### What you need to do
Nothing should be left out: output all of the entries exactly.

Records from a data collection:

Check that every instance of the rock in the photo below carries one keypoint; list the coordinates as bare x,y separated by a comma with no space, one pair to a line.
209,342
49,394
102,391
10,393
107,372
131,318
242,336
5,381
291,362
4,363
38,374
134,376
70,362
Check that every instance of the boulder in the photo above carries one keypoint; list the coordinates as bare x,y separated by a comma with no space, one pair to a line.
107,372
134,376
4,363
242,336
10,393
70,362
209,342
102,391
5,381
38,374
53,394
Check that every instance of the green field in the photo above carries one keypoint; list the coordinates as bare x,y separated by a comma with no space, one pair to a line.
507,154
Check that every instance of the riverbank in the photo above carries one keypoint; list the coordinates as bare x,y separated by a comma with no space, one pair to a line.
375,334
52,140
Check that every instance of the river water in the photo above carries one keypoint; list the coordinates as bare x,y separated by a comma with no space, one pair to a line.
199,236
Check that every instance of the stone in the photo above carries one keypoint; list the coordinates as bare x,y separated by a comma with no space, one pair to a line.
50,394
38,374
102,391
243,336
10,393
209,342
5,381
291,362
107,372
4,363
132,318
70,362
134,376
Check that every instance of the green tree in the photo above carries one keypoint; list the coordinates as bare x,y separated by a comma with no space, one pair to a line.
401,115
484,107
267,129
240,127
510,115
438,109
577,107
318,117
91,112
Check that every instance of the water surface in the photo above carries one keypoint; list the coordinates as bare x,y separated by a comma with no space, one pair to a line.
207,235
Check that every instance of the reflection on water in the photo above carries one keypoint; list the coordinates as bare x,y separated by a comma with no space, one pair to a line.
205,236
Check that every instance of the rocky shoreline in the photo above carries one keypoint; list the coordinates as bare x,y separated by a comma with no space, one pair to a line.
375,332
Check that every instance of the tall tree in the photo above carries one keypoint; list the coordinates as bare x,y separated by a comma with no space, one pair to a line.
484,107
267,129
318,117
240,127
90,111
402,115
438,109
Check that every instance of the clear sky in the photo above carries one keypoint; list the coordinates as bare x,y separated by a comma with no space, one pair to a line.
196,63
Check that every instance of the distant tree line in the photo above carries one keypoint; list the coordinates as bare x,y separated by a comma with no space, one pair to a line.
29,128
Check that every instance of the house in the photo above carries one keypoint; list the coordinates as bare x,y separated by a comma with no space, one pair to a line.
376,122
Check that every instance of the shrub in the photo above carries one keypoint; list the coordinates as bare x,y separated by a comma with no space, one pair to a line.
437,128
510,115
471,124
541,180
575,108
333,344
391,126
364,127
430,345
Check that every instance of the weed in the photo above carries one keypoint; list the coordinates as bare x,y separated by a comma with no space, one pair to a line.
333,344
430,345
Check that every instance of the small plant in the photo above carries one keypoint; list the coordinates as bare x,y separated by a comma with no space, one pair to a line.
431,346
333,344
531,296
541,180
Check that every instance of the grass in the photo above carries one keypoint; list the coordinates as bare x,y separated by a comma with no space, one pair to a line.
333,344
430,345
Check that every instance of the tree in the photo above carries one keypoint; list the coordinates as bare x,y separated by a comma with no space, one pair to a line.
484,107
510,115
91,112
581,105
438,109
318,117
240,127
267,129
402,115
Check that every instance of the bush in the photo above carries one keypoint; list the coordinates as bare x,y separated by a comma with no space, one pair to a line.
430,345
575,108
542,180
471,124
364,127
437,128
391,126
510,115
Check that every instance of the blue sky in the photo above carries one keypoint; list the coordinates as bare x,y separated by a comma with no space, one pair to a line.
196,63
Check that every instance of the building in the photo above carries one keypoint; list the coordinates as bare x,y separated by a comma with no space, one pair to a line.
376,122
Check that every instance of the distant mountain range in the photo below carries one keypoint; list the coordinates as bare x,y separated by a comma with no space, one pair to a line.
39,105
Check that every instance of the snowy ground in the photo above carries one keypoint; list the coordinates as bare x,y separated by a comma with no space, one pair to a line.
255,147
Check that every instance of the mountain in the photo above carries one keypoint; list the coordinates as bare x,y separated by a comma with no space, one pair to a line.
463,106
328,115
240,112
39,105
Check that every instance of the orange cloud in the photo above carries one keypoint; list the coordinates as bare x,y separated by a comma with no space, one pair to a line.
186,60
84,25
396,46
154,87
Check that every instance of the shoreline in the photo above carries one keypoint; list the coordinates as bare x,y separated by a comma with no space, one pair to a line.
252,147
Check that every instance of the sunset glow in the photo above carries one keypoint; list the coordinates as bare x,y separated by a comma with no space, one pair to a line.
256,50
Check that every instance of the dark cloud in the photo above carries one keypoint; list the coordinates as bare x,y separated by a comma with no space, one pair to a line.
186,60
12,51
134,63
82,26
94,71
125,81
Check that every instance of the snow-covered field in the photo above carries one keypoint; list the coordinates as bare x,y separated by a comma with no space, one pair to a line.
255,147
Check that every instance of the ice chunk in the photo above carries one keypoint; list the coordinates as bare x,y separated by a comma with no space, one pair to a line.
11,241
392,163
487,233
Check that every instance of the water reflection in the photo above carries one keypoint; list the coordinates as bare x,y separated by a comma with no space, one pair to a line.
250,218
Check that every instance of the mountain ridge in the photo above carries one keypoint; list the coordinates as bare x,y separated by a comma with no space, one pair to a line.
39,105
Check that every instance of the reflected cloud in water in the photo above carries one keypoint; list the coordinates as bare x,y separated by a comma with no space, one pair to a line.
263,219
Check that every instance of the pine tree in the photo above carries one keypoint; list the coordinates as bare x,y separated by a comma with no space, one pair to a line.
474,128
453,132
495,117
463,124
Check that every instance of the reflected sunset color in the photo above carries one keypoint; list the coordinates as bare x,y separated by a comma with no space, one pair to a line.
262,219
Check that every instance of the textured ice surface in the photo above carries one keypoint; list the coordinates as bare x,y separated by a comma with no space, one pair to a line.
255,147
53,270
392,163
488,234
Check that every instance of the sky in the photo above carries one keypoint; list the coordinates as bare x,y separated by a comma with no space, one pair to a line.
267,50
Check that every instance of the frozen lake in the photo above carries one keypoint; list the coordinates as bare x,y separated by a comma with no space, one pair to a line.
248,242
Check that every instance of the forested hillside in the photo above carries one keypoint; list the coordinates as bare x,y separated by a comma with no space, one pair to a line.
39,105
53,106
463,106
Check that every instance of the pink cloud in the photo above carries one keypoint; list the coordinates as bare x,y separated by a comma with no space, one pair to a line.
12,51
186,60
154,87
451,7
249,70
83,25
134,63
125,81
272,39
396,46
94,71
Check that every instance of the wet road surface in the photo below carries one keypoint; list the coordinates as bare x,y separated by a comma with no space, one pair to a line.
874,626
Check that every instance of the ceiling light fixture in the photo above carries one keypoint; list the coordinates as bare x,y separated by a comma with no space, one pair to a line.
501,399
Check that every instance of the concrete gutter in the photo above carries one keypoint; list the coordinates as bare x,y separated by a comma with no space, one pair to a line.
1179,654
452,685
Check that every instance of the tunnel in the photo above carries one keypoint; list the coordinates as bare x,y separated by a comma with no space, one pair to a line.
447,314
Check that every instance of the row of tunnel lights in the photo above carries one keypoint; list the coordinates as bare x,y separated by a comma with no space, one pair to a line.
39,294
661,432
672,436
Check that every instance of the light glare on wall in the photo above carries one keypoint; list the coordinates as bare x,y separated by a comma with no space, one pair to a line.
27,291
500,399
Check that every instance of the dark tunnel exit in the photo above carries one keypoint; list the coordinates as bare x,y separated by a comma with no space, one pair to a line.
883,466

### Finished exercise
Check that every instance of the rock in the photo below carries one keypoint; list the coordinates as bare x,y separated by a comma with no space, one pair to a line.
209,342
49,394
102,391
10,393
107,372
131,318
242,336
5,381
291,362
4,363
38,374
134,376
70,362
Check that every instance of the boulder in the photo above carries one keypoint; list the coordinates as bare x,y separated by a comma with no space, one pair to a line.
107,372
134,376
4,363
242,336
10,393
70,362
209,342
102,391
5,381
38,374
53,394
Check that every instance of the green field in the photo above carries one keypoint; list the coordinates as bare x,y separated by a comma with no space, one pair to a line.
507,154
Check that every instance of the riverbank in the photo above carries one keypoint; list the coordinates as bare x,y separated by a comma with no space, one pair to a line.
375,334
52,140
Check that every instance of the river water in the photo above carries one keypoint; list the coordinates as bare x,y separated by a comma with no space, one pair to a line.
199,236
Check that every instance of the stone in the photo above carries one keypoint; list the coordinates as bare x,y separated by a comma with no space, one pair to a line.
50,394
38,374
102,391
243,336
10,393
209,342
5,381
291,362
107,372
4,363
132,318
70,362
134,376
Check that every instance of the green tree in the photo above carries one keypoint; list the coordinates as bare x,y separated by a comma with no space, one pair to a line.
401,115
484,107
267,129
240,127
510,115
438,109
577,107
318,117
91,112
Check that every instance of the water surface in the photo above carries one keypoint; list the coordinates as bare x,y separated by a comma with no space, one pair to a line.
207,235
Check that every instance of the reflection on water in the photo above carries one keypoint; list the coordinates as bare x,y separated by a comma with no space, one pair to a line.
205,236
Check that every instance of the rocky shoreline in the photo above carries one keypoint; list the coordinates as bare x,y separated by a comma with no space, one pair to a line.
375,332
Check that every instance of the tall tree in the photo above carries one keypoint; list the coordinates as bare x,y separated by a comma with no space, one pair to a line.
484,107
267,129
318,117
240,127
90,111
402,115
438,109
Check that every instance of the clear sky in the photo above carries one keypoint; list the coordinates as bare x,y separated by a comma with no space, one pair to a line.
196,63
Check that every instance of the distant tree line in the photo above carries one keypoint; list the coordinates as bare x,y separated by a comma with no space, one pair to a line.
29,128
Check that every instance of the house in the photo above carries one keypoint; list the coordinates as bare x,y separated by a comma with no space, one pair to a line.
376,122
Check that every instance of the shrub in the photo above carries one keypoint; list the coordinates as bare x,y separated by a comma with no space, one pair to a line.
437,128
510,115
471,124
541,180
575,108
333,344
391,126
364,127
430,345
Check that every instance of the weed in the photo above carries one keypoint; list the coordinates as bare x,y separated by a comma with no space, one pair to a line.
333,344
430,345
Check that every instance of the small plant in the photo above carries one keypoint; list the coordinates as bare x,y separated by a comma with no space, one pair to a line.
431,346
333,344
531,296
541,180
Check that every instance of the grass in the photo above carries one keypoint; list the coordinates as bare x,y separated by a comma with no space, one pair to a line.
333,344
430,345
Check that every instance of the tree in the photo above carries one keypoint; list the coordinates as bare x,y separated by a comma with no space, one pair to a line.
484,107
510,115
91,112
581,105
438,109
318,117
240,127
267,129
402,115
Check that every instance of the bush in the photo above carries one keypoint; list the coordinates as bare x,y separated by a comma with no space, one pair to a line.
430,345
575,108
542,180
471,124
364,127
437,128
391,126
510,115
Check that every instance of the blue sky in the photo above carries one keypoint; list the coordinates as bare x,y separated by a comma with no space, one pair to a line.
196,63
Check that every instance of the building in the photo above carries one keypoint; list the coordinates as bare x,y separated by a comma with no space, one pair to a line.
376,122
Check that every instance of the distant mountain range in the photo below carries one keypoint; list the coordinates as bare x,y separated by a comma with no space, one pair to a line.
39,105
Check that every instance of the snowy ground in the photo above carries one keypoint; list the coordinates as bare x,y separated by a comma with no space, one pair to a line.
255,147
Check that every instance of the mountain in the photo above carries one keypoint; list the coordinates as bare x,y separated by a comma with no space, one pair to a line.
463,106
328,115
240,112
39,105
Check that every instance of the orange cloud in the photo above carries one keypoint; list the coordinates as bare x,y separated by a comma with no space, one pair to a line.
186,60
84,25
396,46
154,87
Check that every instance of the shoreline in the photo above carries one keypoint; list the coordinates as bare x,y separated by a comma with no space, one pair to a line.
252,147
Check that every instance of the sunset glow in the photo above carries one keypoint; list the coordinates as bare x,y separated by a comma with no space, one pair to a line.
256,50
Check that every instance of the dark cloud in the photo above carries one keypoint; list the coordinates as bare x,y separated by a comma with no space, one pair to a line.
186,60
12,51
134,63
82,26
94,71
125,81
Check that every instance of the snow-covered field in the photo above carries one keypoint; list the coordinates as bare x,y separated by a comma with no space, one pair to a line.
255,147
Check that every instance of the ice chunk in the photo above carries one keypoint; list the coordinates as bare x,y separated by a comma with no space, one pair to a line.
11,241
392,163
487,233
Check that every instance of the water reflection in the photo above carries one keypoint; list the coordinates as bare x,y separated by a comma with no space, one pair to a line.
250,218
Check that every instance of the mountain ridge in the photo above carries one keypoint; list the coordinates as bare x,y separated by a comma with no space, one pair to a line.
39,105
Check that every instance of the reflected cloud in water in the photo above carries one keypoint; list the coordinates as bare x,y separated by a comma with no space, one pair to a line.
263,219
Check that every instance of the pine tree in the photo above carries one keypoint; list the coordinates as bare x,y separated by a comma with no space, one pair to a line.
474,128
453,132
495,117
463,124
Check that every instance of the reflected sunset color in the photo above carries one keypoint; list the coordinates as bare x,y separated by a comma with no space, one pair to a line.
262,219
Check that every instance of the textured ice surface in the photo above carries one keypoint; list the coordinates as bare x,y separated by a comma with no space, one pair to a line.
255,147
53,270
392,163
488,234
Check that every instance of the sky in the photo above carries one keypoint; list the coordinates as bare x,y separated by a comma with no space, one pair to a line.
267,50
Check that every instance of the frozen lake in the photo above carries one keypoint; list the coordinates as bare x,y separated by a comma with no space, one pair to a line.
248,242
Check that every instance of the forested hillside in the photo above carries one keypoint; list the coordinates as bare x,y separated by a comma with no space, one pair to a line.
39,105
53,106
463,106
Check that every instance of the pink cloud in the photo above carries one keypoint; list the coordinates as bare x,y separated by a comma with no space, one pair to a line.
12,51
186,60
154,87
451,7
249,70
83,25
134,63
125,81
272,39
396,46
94,71
Check that every instance of the wet road surface in the photo below carries one keypoint; list the coordinates as bare x,y separated by a comma with no space, one pair to a line.
874,626
Check that every instance of the ceiling light fixture in the photo above carries one keypoint; list the coordinates as bare x,y separated by a comma with no space, one pair to a line.
501,399
Check that every instance of the concrete gutter in the photo above carries one keypoint; list the coordinates as bare x,y separated by a comma with no space, one pair to a line.
1179,654
452,685
Check that every instance of the tunnel in the photo above carries one keypoint; list the coordinates as bare x,y separated by a comma with no space, one pair to a line.
447,314
Check that every instance of the row of tunnel lights in the photo above carries one keypoint; list the coordinates as bare x,y separated by a comma with no space, one pair to a line.
39,294
661,432
672,436
Check that every instance of the light glare on wall in the photo above carries one keypoint; list the coordinates as bare x,y separated by a comma with no space, one pair to a line.
27,291
500,399
Check that every instance of the dark tunnel exit in the photo above carries one keypoint; list the coordinates as bare x,y separated by a comma with no space, one pair to a line.
883,466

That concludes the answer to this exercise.